Aim of the exercise
All of the data that follows should be written out exactly.
*** Opening The data ***
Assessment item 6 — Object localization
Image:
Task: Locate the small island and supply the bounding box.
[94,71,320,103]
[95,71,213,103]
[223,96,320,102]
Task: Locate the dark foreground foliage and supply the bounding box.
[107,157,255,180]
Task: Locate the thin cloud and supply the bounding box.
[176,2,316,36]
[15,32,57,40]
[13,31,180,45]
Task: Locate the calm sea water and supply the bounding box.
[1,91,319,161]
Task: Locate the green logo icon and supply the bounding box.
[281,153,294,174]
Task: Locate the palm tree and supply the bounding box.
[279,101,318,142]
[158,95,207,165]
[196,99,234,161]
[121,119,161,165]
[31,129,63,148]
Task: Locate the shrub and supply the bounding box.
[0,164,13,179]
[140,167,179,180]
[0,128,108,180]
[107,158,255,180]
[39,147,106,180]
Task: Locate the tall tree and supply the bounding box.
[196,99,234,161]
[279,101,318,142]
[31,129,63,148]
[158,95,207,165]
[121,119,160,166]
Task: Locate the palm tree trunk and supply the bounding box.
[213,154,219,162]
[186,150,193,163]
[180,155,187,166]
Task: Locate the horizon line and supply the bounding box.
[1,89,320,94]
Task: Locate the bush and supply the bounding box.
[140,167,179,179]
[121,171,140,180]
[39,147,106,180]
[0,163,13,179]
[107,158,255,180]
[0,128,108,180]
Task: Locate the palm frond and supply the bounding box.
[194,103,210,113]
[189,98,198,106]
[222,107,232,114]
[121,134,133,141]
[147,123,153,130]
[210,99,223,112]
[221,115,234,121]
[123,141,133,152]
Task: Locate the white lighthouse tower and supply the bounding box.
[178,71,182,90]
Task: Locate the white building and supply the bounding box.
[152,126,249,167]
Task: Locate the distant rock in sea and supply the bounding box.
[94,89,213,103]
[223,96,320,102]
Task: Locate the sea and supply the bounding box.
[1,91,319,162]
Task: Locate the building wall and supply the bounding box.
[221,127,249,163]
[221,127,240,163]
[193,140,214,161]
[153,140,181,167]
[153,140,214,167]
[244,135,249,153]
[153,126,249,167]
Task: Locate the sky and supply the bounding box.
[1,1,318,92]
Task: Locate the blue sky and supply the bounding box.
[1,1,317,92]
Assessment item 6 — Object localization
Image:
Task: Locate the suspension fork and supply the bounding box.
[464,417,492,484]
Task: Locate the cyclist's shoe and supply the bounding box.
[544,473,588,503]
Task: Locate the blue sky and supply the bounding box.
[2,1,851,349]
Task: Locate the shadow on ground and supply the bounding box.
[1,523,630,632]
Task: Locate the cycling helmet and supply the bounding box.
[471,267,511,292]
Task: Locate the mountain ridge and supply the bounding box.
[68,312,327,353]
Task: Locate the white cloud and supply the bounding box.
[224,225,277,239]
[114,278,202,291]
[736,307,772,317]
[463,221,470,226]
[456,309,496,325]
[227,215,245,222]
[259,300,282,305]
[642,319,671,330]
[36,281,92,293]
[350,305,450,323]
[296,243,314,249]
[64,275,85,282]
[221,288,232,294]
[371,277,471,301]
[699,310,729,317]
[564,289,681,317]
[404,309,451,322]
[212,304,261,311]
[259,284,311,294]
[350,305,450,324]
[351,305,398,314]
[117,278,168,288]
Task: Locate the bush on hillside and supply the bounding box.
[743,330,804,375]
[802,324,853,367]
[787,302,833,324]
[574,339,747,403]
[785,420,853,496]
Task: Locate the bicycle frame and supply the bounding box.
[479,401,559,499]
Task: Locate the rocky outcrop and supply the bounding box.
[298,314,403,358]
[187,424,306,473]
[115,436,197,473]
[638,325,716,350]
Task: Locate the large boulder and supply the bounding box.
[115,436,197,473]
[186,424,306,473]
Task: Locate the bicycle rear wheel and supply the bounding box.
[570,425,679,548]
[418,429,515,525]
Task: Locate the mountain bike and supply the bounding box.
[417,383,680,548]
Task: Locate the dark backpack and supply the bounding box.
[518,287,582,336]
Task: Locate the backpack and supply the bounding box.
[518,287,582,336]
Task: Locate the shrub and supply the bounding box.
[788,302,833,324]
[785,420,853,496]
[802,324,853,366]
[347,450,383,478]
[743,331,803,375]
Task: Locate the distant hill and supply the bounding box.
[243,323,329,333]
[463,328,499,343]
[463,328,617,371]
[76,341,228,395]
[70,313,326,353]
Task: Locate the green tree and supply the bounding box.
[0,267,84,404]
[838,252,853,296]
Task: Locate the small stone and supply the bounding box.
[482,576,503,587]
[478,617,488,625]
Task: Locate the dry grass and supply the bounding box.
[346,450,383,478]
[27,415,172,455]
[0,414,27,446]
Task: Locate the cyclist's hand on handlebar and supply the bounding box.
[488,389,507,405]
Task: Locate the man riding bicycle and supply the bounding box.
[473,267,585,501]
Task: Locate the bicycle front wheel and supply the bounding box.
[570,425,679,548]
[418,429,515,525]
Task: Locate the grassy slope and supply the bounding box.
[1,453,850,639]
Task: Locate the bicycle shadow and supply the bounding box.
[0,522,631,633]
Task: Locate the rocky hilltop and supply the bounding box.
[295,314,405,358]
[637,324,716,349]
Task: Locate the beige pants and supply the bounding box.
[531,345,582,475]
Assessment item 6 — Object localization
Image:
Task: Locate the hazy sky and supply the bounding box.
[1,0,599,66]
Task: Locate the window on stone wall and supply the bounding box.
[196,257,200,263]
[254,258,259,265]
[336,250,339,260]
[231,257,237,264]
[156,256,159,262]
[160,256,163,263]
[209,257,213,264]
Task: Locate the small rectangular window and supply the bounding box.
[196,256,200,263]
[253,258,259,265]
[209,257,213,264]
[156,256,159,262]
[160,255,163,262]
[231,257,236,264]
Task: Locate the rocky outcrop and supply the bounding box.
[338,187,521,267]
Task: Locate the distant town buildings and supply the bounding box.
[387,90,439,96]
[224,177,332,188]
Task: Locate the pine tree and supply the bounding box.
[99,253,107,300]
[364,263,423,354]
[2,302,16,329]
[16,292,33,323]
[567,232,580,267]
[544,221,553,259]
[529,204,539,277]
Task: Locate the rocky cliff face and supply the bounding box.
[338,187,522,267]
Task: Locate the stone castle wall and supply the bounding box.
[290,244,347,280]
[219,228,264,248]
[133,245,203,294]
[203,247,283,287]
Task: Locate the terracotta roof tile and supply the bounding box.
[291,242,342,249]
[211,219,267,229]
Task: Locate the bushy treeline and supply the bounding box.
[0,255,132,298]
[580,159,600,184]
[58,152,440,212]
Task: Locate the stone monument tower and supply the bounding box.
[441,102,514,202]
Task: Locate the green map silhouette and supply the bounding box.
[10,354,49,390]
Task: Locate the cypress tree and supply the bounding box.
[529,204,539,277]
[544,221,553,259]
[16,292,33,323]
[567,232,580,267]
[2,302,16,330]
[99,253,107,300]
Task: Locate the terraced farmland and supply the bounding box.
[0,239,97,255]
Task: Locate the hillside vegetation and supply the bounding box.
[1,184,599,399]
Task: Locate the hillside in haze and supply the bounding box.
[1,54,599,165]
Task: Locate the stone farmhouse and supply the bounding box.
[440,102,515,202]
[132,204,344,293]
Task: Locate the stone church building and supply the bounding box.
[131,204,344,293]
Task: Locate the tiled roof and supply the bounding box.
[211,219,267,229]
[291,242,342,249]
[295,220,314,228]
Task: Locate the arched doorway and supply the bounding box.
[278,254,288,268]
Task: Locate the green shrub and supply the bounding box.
*** Closing The data ***
Your solution
Assessment item 6 — Object localization
Image:
Task: Locate the small island and supply the bounding box.
[94,71,320,103]
[95,71,213,103]
[223,96,320,102]
Task: Locate the dark foreground foliage and supply the bounding box.
[107,157,255,180]
Task: Locate the thin cloud and supply the bounding box.
[176,2,316,36]
[15,32,57,40]
[13,31,180,45]
Task: Locate the calm sea water and supply the bounding box.
[1,91,319,161]
Task: Locate the green logo icon and supply the bounding box.
[281,153,294,174]
Task: Locate the palm tree and supply the bounding box.
[279,101,318,142]
[158,95,207,165]
[196,99,234,161]
[121,119,161,165]
[31,129,63,148]
Task: Locate the shrub and supply the bounding box.
[0,164,13,179]
[140,167,179,180]
[0,128,108,180]
[107,158,255,180]
[39,147,106,180]
Task: Locate the tall tree and supply the bounding box.
[196,99,234,161]
[279,101,318,142]
[31,129,63,148]
[158,95,207,165]
[121,119,160,166]
Task: Locate the palm tree trunk and supply the bounding box.
[213,154,219,162]
[186,150,193,163]
[180,155,187,166]
Task: Locate the horizon line and supply the bounding box.
[1,89,320,94]
Task: Locate the bush and supply the bounding box.
[140,167,179,179]
[121,171,140,180]
[39,147,106,180]
[0,163,13,179]
[107,158,255,180]
[0,128,108,180]
Task: Locate the palm frond and supply the bounding box.
[194,103,210,113]
[189,98,198,106]
[222,107,232,114]
[121,134,133,141]
[147,123,153,130]
[210,99,223,112]
[221,115,234,121]
[123,141,133,152]
Task: Locate the white lighthouse tower and supply the bounding box.
[178,71,182,90]
Task: Locate the white building and supply the bounding box.
[152,126,249,167]
Task: Locate the distant rock in sea and supply the bounding box.
[94,89,213,103]
[223,96,320,102]
Task: Locate the sea and supply the bounding box.
[1,91,319,162]
Task: Locate the building wall and supply the bounding box.
[221,127,249,163]
[221,127,240,163]
[193,140,214,161]
[153,140,181,167]
[153,140,214,167]
[244,135,249,153]
[153,126,249,167]
Task: Locate the sky and supply the bounding box.
[1,1,318,92]
Task: Locate the blue sky and supply the bounding box.
[1,1,317,92]
Assessment item 6 — Object localization
Image:
Task: Locate the suspension fork and supply the bounding box.
[464,417,492,484]
Task: Locate the cyclist's shoe and supply the bounding box.
[544,473,588,503]
Task: Locate the blue sky and supply the bounding box.
[2,1,851,349]
Task: Locate the shadow on ground and supply the bounding box.
[1,523,630,632]
Task: Locate the cycling helmet and supply the bounding box.
[471,267,511,292]
Task: Locate the mountain ridge and supply the bounding box.
[68,312,327,353]
Task: Locate the white cloud and supply the bounding box.
[224,225,277,239]
[114,278,202,291]
[736,307,772,317]
[463,221,470,226]
[456,309,496,325]
[227,215,245,222]
[259,300,282,305]
[642,319,671,330]
[36,281,92,293]
[350,305,450,323]
[296,243,314,249]
[64,275,85,282]
[221,288,232,294]
[371,277,471,301]
[699,310,729,317]
[564,289,681,317]
[404,309,451,322]
[212,304,261,311]
[259,284,311,294]
[350,305,450,324]
[351,305,398,314]
[117,278,168,288]
Task: Locate the bush on hillside and supply the bounding box.
[743,330,804,375]
[802,324,853,367]
[787,302,833,324]
[574,339,747,403]
[785,420,853,496]
Task: Locate the bicycle frame and supply the bounding box.
[479,401,559,499]
Task: Locate the rocky outcrop and supply the bounding box.
[298,314,403,358]
[187,424,306,473]
[115,436,197,473]
[638,325,716,350]
Task: Locate the large boulder and supply the bounding box.
[115,436,197,473]
[186,424,306,473]
Task: Locate the bicycle rear wheel and supply the bounding box.
[570,425,679,548]
[418,429,515,525]
Task: Locate the mountain bike and supply the bounding box.
[417,383,680,548]
Task: Locate the dark backpack and supply the bounding box.
[518,287,582,336]
Task: Locate the backpack and supply the bounding box.
[518,287,582,336]
Task: Locate the shrub and supply the bounding box.
[788,302,833,324]
[785,420,853,496]
[802,324,853,366]
[347,450,383,478]
[743,331,803,375]
Task: Locate the distant hill and supply the bounding box.
[243,323,329,333]
[463,328,499,343]
[463,328,617,371]
[76,341,228,395]
[70,313,326,353]
Task: Locate the green tree and supply the bounding box.
[0,267,84,404]
[838,252,853,296]
Task: Locate the small stone and supply the bounding box.
[482,576,503,587]
[478,617,488,625]
Task: Locate the dry grass and supply the bounding box.
[346,450,383,478]
[27,415,172,455]
[0,414,27,446]
Task: Locate the cyclist's hand on handlebar and supply the bounding box.
[488,389,507,405]
Task: Locate the man riding bicycle and supply the bounding box.
[473,267,585,501]
Task: Locate the bicycle front wheel and supply the bounding box.
[570,425,679,548]
[418,429,515,525]
Task: Locate the grassy slope and supply the bounding box.
[1,453,850,639]
Task: Locate the bicycle shadow and supply the bounding box.
[0,522,631,633]
Task: Locate the rocky hilltop and supply the bounding box.
[295,314,405,358]
[637,324,716,349]
Task: Locate the beige pants and supply the bounding box.
[531,345,582,475]
Assessment item 6 — Object localization
Image:
Task: Locate the hazy sky and supply the bounding box.
[1,0,599,66]
Task: Locate the window on stone wall and supply the bounding box.
[196,257,200,263]
[254,258,259,265]
[336,250,339,260]
[231,257,237,264]
[156,256,159,262]
[160,256,163,263]
[209,257,213,264]
Task: Locate the small rectangular window and supply the bounding box.
[196,256,200,263]
[253,258,259,265]
[209,257,213,264]
[156,256,159,262]
[160,255,163,262]
[231,257,236,264]
Task: Locate the rocky outcrop and supply the bounding box.
[338,187,521,267]
Task: Locate the distant town buildings and supply the bounding box.
[387,90,439,96]
[224,177,332,188]
Task: Locate the pine tree and supply the bounding box.
[99,253,107,300]
[364,263,423,354]
[2,302,16,329]
[16,292,33,323]
[567,232,580,267]
[544,221,553,259]
[529,204,539,277]
Task: Locate the rocky cliff face and supply the bounding box.
[338,187,522,267]
Task: Locate the stone castle wall and supply the bounding box.
[290,244,347,280]
[219,228,264,248]
[133,245,203,294]
[203,247,283,287]
Task: Locate the terracotta roof tile and supply the bounding box.
[291,242,342,249]
[211,219,267,229]
Task: Locate the bushy treeline and supply the bounding box.
[0,255,132,298]
[580,159,600,184]
[58,152,440,212]
Task: Locate the stone monument tower and supply the bounding box.
[441,102,514,202]
Task: Locate the green map silhouette and supply the bounding box.
[10,354,49,390]
Task: Locate the cypress tree and supply the bounding box.
[529,204,539,277]
[544,221,553,259]
[16,292,33,323]
[567,232,580,267]
[2,302,16,330]
[99,253,107,300]
Task: Locate the terraced farmland and supply the bounding box.
[0,239,97,255]
Task: Locate the hillside vegetation and supply the bounding box.
[1,184,599,399]
Task: Locate the hillside in haze and supply the bounding box.
[1,54,599,165]
Task: Locate the stone farmhouse and supply the bounding box.
[440,102,515,202]
[132,204,344,293]
Task: Locate the stone church building and supply the bounding box.
[131,204,344,293]
Task: Locate the tiled roof and supply the bounding box.
[211,219,267,229]
[291,242,342,249]
[295,220,314,228]
Task: Locate the arched doorway and supply the bounding box.
[278,254,288,268]
Task: Locate the green shrub and supply the bounding box.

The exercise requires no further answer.